(Entries from a pointing dataset)
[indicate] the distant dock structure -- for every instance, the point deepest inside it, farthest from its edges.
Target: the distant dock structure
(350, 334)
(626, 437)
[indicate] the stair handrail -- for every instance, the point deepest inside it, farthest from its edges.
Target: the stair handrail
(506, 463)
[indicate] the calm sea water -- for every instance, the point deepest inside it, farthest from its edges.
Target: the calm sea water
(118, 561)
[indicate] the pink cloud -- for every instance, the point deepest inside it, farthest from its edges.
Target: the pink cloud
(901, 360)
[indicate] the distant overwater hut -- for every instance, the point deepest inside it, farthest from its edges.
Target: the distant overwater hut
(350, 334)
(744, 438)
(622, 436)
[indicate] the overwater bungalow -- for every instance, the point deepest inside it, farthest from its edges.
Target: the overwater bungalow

▸ What you need to do
Express everything from the line containing "[indicate] the overwater" down to the end of the items as a Markdown table with the columns Row and Line, leaving out any blank lines.

▸ Task response
| Row | Line |
|---|---|
| 1 | [indicate] the overwater bungalow -- for every instance, the point deepest inside it, farthest from its edges. |
| 2 | Target: the overwater bungalow |